**Written exercise**
Pick out and copy every line in the entries below that contains the string "striped", treating uppercase and lowercase letters as different.

[Start of Records shown]

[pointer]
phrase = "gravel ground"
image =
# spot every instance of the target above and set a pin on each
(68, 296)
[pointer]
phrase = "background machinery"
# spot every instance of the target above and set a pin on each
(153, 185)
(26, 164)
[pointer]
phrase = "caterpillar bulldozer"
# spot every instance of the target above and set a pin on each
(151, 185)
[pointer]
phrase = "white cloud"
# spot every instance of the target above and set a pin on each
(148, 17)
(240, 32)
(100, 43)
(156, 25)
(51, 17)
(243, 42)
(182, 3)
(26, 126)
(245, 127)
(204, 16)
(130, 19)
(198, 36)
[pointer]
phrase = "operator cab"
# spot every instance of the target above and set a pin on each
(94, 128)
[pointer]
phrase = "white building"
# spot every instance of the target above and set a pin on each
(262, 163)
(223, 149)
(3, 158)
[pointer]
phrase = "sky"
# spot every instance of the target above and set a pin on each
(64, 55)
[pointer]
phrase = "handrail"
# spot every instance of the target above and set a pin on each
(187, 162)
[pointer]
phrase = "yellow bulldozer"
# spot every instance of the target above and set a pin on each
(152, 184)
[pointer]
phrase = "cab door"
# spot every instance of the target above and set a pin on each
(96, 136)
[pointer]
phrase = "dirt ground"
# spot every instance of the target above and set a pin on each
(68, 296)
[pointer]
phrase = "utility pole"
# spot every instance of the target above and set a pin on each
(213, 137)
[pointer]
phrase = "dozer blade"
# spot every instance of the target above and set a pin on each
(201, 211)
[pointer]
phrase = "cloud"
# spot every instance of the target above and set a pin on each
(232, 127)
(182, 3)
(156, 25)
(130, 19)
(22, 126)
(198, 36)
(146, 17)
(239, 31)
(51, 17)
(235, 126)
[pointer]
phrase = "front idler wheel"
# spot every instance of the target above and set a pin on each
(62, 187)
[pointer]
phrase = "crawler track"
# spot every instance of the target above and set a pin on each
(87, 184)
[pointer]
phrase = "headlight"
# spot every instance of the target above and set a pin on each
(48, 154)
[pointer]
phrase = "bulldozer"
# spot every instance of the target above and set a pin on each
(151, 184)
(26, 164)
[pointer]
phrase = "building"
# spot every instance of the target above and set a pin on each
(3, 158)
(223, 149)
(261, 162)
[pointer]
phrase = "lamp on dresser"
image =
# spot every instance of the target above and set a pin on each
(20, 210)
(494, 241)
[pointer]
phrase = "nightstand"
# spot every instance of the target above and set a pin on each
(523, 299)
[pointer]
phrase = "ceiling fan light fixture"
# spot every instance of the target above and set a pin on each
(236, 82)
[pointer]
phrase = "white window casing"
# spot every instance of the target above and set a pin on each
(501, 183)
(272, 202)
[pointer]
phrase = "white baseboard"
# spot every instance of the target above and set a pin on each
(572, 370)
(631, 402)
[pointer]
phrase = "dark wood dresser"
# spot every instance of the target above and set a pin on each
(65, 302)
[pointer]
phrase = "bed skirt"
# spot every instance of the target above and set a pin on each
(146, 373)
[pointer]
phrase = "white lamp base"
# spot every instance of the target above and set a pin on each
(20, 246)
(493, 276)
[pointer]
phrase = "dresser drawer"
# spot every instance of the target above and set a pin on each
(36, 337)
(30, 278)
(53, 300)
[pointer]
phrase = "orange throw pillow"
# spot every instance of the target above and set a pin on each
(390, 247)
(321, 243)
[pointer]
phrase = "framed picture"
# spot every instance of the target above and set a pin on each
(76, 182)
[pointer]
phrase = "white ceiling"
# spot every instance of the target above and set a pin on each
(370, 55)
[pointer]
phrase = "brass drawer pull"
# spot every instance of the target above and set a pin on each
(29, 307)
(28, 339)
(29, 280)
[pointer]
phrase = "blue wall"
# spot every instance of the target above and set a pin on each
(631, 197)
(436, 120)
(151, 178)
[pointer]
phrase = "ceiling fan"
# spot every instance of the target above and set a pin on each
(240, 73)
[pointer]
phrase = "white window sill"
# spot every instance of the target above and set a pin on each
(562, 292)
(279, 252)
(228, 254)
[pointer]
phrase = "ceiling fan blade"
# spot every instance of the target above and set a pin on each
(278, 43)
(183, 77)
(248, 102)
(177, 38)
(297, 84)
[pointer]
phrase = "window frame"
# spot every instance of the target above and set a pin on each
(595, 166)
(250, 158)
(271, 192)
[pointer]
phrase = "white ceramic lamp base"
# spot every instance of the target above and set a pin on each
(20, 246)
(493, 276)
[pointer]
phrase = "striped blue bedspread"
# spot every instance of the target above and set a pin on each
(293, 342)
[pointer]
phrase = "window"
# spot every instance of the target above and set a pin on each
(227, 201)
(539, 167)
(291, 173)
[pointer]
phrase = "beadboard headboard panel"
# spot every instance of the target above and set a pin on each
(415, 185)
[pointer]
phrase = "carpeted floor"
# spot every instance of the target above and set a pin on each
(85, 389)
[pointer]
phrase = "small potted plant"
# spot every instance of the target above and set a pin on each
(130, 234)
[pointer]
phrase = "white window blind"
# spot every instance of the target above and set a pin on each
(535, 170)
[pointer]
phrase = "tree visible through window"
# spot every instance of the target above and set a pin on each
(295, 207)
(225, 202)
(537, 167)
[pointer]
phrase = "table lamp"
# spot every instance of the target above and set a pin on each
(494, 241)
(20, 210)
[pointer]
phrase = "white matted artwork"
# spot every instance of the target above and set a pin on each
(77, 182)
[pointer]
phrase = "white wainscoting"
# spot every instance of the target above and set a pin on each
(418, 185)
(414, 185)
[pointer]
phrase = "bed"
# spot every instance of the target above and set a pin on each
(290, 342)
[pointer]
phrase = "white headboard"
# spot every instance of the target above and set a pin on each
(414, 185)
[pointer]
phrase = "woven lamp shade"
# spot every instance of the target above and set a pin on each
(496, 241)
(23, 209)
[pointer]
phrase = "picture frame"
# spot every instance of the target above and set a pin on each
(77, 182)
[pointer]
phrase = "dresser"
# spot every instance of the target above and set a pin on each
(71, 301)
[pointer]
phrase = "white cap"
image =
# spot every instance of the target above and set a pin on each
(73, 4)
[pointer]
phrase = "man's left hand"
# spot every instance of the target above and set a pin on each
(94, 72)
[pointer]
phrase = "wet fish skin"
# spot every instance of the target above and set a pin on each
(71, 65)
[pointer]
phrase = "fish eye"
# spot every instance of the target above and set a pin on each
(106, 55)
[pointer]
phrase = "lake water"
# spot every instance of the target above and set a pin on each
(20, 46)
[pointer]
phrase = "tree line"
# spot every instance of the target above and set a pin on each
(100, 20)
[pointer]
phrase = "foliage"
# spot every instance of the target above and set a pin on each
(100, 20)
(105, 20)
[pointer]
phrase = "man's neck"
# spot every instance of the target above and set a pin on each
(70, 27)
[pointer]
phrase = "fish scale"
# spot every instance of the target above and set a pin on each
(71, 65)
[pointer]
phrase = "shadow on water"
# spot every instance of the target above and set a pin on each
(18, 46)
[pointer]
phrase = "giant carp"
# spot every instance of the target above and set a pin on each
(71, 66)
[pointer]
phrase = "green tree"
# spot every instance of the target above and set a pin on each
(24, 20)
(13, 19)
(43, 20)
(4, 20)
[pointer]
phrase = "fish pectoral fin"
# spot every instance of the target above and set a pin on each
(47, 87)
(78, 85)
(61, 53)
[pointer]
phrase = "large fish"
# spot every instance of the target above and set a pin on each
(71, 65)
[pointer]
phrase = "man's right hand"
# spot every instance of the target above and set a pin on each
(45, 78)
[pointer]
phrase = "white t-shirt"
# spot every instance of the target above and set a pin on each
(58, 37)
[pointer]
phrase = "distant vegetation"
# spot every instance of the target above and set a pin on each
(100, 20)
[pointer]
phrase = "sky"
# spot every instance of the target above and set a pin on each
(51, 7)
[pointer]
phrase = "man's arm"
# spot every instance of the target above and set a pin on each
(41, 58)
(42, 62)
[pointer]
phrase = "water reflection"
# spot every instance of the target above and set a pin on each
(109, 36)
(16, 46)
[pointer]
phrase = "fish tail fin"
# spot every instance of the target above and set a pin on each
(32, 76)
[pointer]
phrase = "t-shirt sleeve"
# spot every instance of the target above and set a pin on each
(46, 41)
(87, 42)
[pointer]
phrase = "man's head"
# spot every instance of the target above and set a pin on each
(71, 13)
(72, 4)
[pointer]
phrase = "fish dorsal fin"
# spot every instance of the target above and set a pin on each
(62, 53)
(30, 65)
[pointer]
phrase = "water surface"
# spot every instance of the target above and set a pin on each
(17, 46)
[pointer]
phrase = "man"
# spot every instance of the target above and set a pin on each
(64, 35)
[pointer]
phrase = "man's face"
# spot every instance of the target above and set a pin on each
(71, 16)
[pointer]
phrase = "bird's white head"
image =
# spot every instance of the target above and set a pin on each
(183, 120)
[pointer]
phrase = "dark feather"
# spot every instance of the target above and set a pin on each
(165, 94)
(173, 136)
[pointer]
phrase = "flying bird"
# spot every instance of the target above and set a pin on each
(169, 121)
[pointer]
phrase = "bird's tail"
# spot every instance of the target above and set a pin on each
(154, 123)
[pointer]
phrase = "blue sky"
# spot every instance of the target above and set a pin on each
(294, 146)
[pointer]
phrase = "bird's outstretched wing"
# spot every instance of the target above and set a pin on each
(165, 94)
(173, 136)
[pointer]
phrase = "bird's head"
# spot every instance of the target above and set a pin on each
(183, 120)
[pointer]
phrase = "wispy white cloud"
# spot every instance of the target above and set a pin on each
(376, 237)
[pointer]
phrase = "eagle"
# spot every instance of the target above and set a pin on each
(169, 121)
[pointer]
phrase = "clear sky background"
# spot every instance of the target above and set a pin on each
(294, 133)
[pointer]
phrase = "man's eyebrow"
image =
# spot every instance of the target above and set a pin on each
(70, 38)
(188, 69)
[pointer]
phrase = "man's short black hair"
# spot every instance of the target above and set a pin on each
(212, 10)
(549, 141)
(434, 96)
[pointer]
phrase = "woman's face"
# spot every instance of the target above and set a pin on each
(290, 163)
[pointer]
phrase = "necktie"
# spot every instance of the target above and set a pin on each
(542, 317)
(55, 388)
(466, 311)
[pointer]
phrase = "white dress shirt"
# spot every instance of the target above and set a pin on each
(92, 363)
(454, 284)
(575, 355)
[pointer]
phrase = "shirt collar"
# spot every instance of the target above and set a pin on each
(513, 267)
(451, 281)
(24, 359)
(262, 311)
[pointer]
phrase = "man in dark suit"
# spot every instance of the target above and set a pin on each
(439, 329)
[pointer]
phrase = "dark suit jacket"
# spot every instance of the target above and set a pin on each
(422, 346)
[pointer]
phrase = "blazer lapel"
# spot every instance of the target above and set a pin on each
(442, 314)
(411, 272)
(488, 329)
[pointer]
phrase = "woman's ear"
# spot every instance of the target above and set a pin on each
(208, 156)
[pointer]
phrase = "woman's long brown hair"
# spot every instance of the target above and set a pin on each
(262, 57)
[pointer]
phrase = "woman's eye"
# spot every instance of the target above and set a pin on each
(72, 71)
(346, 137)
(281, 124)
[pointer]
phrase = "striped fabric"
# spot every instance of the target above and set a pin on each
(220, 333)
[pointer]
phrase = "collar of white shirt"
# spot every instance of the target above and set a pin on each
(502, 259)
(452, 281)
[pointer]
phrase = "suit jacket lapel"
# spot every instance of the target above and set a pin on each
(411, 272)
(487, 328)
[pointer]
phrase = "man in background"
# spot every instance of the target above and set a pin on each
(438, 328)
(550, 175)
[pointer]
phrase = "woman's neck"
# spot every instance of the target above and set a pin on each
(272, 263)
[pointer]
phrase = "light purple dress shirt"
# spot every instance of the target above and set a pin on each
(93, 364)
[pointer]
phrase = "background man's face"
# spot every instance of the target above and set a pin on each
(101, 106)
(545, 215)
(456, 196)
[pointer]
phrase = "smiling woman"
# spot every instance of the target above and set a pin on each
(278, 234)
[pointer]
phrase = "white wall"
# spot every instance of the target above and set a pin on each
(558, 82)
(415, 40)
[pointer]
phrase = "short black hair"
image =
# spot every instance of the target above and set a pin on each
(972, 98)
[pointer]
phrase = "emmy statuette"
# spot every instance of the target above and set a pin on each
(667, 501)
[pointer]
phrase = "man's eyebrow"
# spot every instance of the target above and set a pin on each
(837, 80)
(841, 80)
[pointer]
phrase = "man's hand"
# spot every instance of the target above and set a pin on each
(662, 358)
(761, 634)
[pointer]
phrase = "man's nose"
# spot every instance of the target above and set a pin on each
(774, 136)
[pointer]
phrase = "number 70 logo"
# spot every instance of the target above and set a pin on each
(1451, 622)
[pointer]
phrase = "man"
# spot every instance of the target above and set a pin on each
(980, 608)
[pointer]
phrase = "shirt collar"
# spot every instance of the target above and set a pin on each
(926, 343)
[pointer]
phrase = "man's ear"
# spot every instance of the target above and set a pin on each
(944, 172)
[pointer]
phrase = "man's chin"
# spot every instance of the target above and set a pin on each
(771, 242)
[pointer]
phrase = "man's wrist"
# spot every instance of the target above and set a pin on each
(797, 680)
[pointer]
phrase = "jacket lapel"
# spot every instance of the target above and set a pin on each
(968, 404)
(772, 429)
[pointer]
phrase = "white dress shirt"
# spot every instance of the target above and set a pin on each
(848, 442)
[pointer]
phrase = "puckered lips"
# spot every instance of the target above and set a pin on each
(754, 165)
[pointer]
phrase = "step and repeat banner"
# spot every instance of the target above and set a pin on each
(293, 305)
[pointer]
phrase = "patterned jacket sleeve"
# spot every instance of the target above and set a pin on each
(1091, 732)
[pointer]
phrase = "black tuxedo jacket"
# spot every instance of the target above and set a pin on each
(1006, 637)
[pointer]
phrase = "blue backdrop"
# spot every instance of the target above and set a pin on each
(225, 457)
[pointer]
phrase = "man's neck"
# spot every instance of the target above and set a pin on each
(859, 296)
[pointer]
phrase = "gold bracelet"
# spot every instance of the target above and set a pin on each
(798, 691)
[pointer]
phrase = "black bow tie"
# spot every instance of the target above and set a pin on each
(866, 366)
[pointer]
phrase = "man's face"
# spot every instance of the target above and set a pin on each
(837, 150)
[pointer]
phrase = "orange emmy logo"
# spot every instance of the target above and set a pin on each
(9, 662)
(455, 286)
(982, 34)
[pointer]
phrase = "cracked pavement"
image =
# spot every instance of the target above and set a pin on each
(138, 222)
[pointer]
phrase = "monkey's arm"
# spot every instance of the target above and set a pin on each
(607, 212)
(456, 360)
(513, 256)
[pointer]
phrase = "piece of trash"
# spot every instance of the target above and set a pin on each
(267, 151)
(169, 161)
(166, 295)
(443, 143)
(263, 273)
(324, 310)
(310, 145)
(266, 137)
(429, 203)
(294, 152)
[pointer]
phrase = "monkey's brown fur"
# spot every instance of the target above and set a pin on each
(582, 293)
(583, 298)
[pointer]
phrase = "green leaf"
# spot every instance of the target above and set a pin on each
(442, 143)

[End of Records shown]

**Finished exercise**
phrase = "striped blue bedspread"
phrase = "striped fabric"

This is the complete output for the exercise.